Data records>
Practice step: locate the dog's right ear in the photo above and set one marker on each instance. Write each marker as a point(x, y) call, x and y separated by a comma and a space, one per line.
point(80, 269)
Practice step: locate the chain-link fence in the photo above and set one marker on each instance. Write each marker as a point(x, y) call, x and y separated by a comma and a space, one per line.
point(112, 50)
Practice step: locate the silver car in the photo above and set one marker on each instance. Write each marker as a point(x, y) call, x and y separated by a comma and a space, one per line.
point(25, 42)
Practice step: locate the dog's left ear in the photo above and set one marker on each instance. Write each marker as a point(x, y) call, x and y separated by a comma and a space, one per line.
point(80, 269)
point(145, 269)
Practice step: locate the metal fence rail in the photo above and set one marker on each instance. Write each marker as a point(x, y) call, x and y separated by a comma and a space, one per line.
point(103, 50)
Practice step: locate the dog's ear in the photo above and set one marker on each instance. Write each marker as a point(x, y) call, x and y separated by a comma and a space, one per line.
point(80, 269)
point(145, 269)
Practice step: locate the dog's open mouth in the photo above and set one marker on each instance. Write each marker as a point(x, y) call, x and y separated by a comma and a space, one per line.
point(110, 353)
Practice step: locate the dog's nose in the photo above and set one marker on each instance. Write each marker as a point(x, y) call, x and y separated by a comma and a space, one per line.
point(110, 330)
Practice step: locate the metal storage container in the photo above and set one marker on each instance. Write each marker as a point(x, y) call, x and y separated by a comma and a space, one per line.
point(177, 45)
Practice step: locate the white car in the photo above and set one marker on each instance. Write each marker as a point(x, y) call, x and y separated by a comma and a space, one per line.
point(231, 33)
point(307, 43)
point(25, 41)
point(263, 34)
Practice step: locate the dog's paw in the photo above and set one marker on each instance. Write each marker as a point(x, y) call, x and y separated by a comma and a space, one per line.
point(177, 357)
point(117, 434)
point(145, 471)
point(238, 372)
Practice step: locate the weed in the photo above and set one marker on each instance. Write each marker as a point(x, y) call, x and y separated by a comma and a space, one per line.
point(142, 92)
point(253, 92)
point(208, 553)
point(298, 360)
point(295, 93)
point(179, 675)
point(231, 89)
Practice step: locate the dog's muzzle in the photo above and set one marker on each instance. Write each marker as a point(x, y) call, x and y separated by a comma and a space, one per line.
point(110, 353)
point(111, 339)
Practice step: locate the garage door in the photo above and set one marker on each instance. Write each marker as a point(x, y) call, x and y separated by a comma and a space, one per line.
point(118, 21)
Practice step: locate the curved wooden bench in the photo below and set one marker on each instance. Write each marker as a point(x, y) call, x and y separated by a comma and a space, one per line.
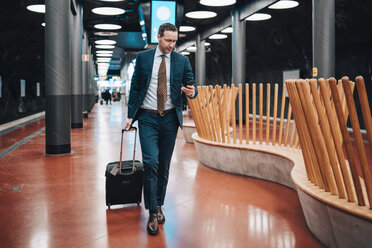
point(187, 130)
point(334, 221)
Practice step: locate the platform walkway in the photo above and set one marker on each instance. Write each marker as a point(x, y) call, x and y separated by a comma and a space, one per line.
point(59, 201)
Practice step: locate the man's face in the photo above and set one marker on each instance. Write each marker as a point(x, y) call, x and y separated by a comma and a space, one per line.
point(167, 42)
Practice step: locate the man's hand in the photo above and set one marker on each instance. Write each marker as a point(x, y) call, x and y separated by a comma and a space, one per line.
point(189, 90)
point(128, 124)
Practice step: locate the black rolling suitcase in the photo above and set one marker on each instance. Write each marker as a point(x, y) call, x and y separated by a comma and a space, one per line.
point(124, 179)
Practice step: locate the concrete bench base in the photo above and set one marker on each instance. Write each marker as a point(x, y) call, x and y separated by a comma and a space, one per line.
point(335, 222)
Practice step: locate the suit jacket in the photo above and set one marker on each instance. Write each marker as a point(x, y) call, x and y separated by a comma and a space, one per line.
point(180, 73)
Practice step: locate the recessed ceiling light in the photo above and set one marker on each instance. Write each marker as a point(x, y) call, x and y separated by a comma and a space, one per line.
point(39, 8)
point(284, 4)
point(106, 33)
point(186, 28)
point(201, 14)
point(105, 46)
point(191, 49)
point(258, 17)
point(228, 30)
point(108, 11)
point(104, 55)
point(105, 42)
point(218, 36)
point(217, 3)
point(104, 51)
point(103, 59)
point(107, 26)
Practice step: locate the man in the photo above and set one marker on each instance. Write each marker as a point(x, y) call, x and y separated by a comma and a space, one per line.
point(155, 100)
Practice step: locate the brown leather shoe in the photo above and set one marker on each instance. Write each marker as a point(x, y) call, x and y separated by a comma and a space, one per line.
point(160, 215)
point(152, 225)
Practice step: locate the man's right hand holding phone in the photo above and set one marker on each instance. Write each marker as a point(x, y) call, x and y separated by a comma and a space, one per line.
point(189, 90)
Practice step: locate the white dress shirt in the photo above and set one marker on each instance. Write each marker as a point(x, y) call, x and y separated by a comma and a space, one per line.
point(151, 99)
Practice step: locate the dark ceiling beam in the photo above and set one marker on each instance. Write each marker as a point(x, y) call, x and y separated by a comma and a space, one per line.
point(246, 10)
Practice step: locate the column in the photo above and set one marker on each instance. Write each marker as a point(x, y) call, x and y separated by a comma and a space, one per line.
point(85, 77)
point(324, 38)
point(76, 68)
point(57, 77)
point(200, 61)
point(238, 48)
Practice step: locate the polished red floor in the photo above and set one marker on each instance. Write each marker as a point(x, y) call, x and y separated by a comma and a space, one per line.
point(59, 201)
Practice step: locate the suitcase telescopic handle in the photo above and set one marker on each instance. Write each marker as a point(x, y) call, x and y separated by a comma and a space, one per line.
point(134, 149)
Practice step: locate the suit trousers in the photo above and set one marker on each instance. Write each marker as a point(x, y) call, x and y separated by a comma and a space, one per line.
point(157, 136)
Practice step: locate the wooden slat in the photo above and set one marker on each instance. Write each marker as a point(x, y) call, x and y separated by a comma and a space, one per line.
point(293, 131)
point(214, 101)
point(275, 113)
point(358, 137)
point(240, 114)
point(347, 141)
point(333, 122)
point(282, 115)
point(247, 113)
point(289, 114)
point(254, 113)
point(233, 114)
point(228, 113)
point(260, 128)
point(316, 138)
point(363, 99)
point(219, 98)
point(311, 164)
point(326, 132)
point(268, 113)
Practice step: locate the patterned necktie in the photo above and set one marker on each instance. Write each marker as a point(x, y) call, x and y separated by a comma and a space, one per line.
point(162, 85)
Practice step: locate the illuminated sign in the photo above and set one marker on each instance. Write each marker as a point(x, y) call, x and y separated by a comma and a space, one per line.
point(161, 12)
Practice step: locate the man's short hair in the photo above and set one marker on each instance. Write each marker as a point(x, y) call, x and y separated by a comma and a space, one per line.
point(166, 27)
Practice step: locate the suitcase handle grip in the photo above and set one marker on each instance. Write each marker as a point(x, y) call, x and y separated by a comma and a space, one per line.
point(134, 150)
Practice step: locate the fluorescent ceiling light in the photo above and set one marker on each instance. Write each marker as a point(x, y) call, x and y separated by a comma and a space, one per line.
point(191, 49)
point(228, 30)
point(218, 36)
point(104, 51)
point(105, 46)
point(108, 11)
point(186, 28)
point(201, 14)
point(103, 59)
point(217, 3)
point(107, 26)
point(284, 4)
point(39, 8)
point(105, 42)
point(106, 33)
point(258, 17)
point(104, 55)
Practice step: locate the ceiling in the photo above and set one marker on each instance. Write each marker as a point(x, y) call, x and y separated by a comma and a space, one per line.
point(21, 28)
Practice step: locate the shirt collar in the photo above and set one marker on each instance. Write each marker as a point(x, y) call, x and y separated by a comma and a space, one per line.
point(159, 53)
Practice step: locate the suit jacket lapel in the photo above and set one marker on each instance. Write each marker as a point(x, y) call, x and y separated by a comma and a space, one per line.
point(150, 63)
point(173, 62)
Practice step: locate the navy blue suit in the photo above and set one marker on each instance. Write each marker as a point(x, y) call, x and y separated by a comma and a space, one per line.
point(157, 133)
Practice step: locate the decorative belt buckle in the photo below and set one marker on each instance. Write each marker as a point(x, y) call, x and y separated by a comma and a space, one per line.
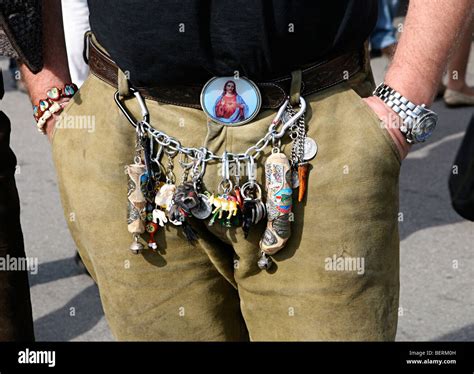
point(231, 100)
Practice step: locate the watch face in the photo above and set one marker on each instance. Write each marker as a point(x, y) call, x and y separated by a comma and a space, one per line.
point(424, 127)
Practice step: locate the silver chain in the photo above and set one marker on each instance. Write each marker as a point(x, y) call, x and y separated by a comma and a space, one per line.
point(173, 146)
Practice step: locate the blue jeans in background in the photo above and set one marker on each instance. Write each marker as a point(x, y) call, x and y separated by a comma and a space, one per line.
point(384, 33)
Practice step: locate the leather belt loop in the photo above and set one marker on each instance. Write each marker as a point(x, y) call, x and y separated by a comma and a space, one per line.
point(123, 85)
point(295, 88)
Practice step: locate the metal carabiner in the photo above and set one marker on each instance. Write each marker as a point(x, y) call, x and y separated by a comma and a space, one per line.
point(287, 125)
point(141, 104)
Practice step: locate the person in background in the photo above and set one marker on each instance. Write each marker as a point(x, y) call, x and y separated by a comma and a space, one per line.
point(458, 93)
point(383, 40)
point(196, 292)
point(76, 23)
point(16, 320)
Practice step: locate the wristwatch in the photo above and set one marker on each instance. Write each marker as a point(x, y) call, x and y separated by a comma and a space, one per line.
point(418, 121)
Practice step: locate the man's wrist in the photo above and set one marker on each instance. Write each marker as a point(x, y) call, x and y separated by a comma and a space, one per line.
point(417, 89)
point(391, 121)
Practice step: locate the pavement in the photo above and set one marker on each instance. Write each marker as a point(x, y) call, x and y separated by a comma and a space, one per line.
point(437, 251)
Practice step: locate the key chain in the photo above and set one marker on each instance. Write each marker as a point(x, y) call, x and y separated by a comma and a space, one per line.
point(279, 206)
point(253, 210)
point(136, 212)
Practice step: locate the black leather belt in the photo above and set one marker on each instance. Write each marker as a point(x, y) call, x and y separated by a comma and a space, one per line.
point(315, 78)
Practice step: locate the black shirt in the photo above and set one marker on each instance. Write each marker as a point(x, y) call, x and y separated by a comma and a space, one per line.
point(189, 41)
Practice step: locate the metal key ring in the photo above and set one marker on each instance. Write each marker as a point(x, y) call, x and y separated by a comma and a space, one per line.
point(227, 189)
point(252, 186)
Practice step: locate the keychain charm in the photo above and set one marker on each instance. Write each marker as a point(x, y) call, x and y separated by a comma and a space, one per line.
point(279, 205)
point(136, 211)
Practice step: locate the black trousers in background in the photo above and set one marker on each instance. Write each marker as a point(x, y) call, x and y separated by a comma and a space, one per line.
point(16, 321)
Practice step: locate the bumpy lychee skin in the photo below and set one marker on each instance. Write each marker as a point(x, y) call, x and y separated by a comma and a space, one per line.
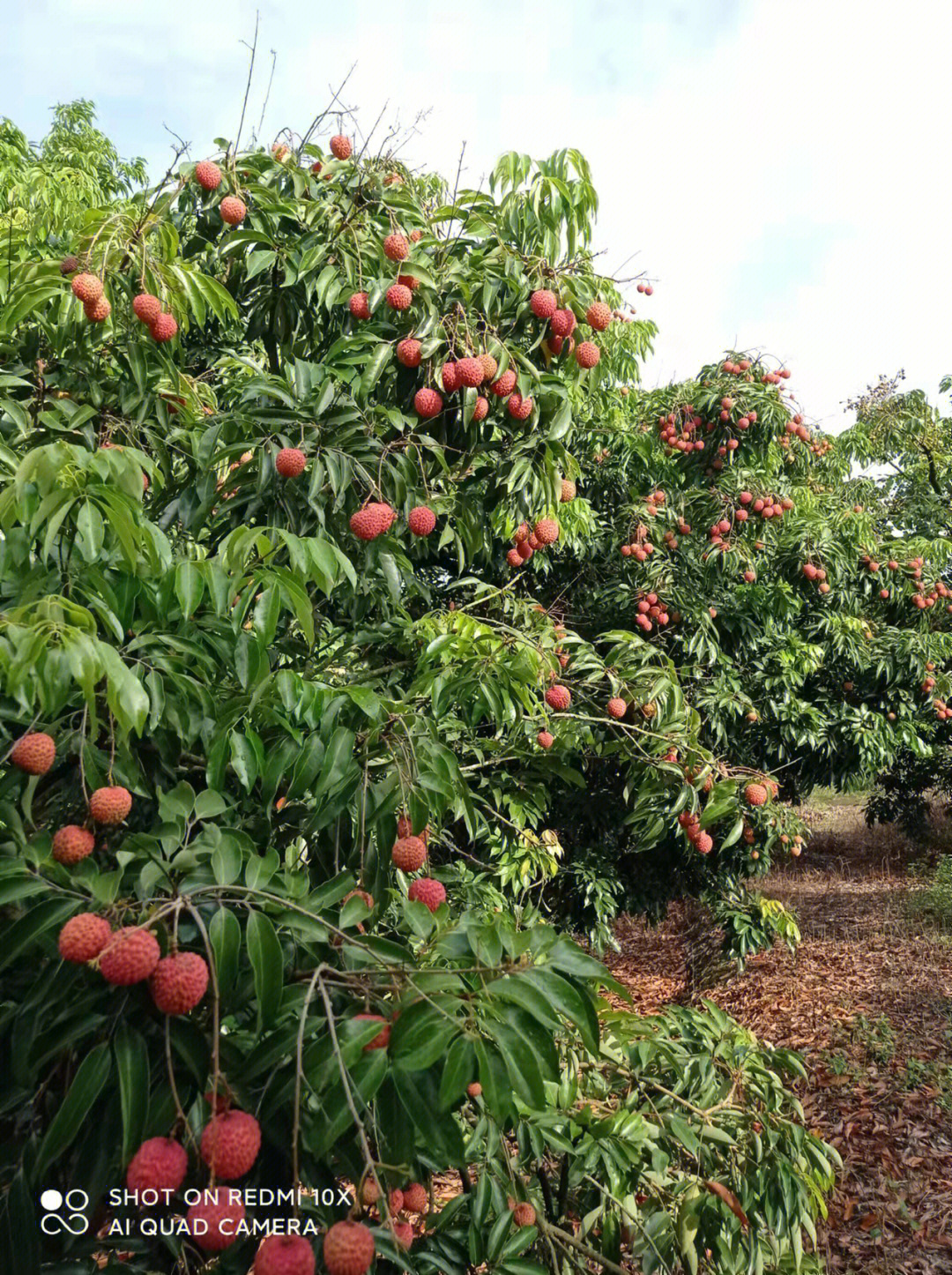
point(756, 794)
point(598, 315)
point(145, 308)
point(428, 891)
point(409, 352)
point(414, 1197)
point(83, 937)
point(420, 520)
point(179, 982)
point(285, 1255)
point(208, 175)
point(163, 329)
point(291, 462)
point(87, 288)
point(33, 752)
point(543, 303)
point(395, 248)
point(408, 854)
point(558, 697)
point(546, 531)
point(428, 403)
point(220, 1215)
point(232, 211)
point(372, 520)
point(160, 1164)
point(383, 1040)
point(129, 957)
point(71, 844)
point(229, 1144)
point(110, 805)
point(348, 1249)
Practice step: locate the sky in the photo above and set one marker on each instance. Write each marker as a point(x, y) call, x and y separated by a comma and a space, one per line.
point(779, 171)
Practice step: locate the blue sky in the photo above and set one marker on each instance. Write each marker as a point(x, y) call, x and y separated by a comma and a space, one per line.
point(780, 171)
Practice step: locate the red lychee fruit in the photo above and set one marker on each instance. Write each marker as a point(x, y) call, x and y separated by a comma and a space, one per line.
point(163, 329)
point(289, 462)
point(229, 1144)
point(409, 352)
point(372, 520)
point(214, 1219)
point(146, 309)
point(543, 303)
point(110, 805)
point(285, 1255)
point(33, 752)
point(586, 354)
point(232, 211)
point(558, 697)
point(519, 406)
point(129, 957)
point(87, 288)
point(408, 854)
point(360, 309)
point(420, 520)
point(83, 937)
point(383, 1040)
point(179, 982)
point(399, 297)
point(160, 1164)
point(756, 794)
point(397, 248)
point(208, 175)
point(71, 844)
point(428, 403)
point(598, 315)
point(348, 1249)
point(428, 891)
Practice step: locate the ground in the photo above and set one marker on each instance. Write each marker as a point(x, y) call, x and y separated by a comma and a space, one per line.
point(866, 1000)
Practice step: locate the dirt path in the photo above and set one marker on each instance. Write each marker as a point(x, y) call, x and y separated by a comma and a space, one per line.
point(868, 1001)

To do> Render the listing above as a Markdown table with the columns n and Line, from the line with "Practice step: locate the wooden" to the line with "point(268, 113)", both included, one row per line and blank lines left out.

Result of the exercise>
| n | Line |
|---|---|
| 1 | Practice step: locate the wooden slat in the photo above and set one marker on each instance. Write each marker as a point(x, y) call, x and y separated by a comma and a space, one per line. |
| 2 | point(293, 131) |
| 3 | point(214, 101) |
| 4 | point(275, 113) |
| 5 | point(358, 137) |
| 6 | point(240, 114) |
| 7 | point(347, 141) |
| 8 | point(333, 122) |
| 9 | point(282, 115) |
| 10 | point(247, 113) |
| 11 | point(289, 114) |
| 12 | point(254, 113) |
| 13 | point(233, 114) |
| 14 | point(228, 113) |
| 15 | point(260, 128) |
| 16 | point(316, 138) |
| 17 | point(363, 99) |
| 18 | point(219, 98) |
| 19 | point(311, 164) |
| 20 | point(326, 132) |
| 21 | point(268, 113) |